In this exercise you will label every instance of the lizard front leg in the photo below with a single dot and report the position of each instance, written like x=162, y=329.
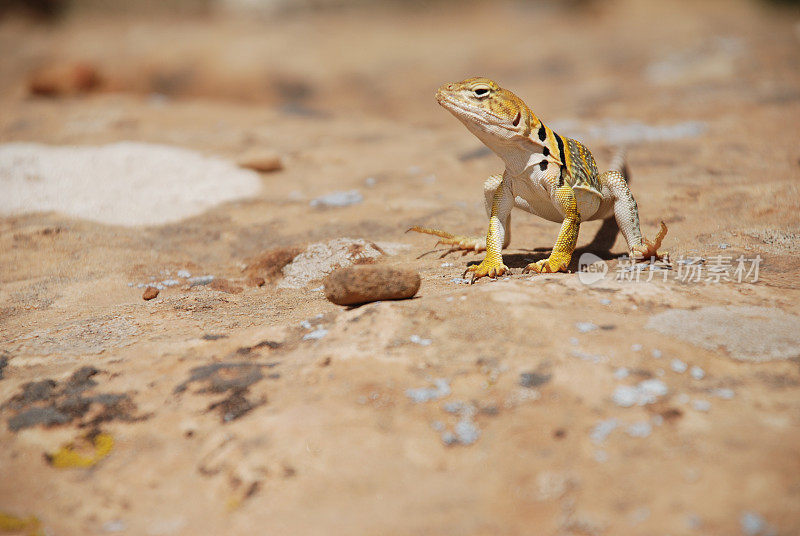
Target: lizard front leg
x=466, y=244
x=492, y=265
x=627, y=215
x=567, y=237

▶ **Exercise goal**:
Render every line of the records above as a numbered list, skipping any blank lines and leaving the picture out.

▶ **Complete answer**:
1. In this exercise you will label every instance of the lizard front leg in the photo below with a single dot and report the position of each instance, written like x=162, y=329.
2. Target: lizard front leg
3. x=466, y=244
4. x=492, y=265
5. x=627, y=215
6. x=567, y=237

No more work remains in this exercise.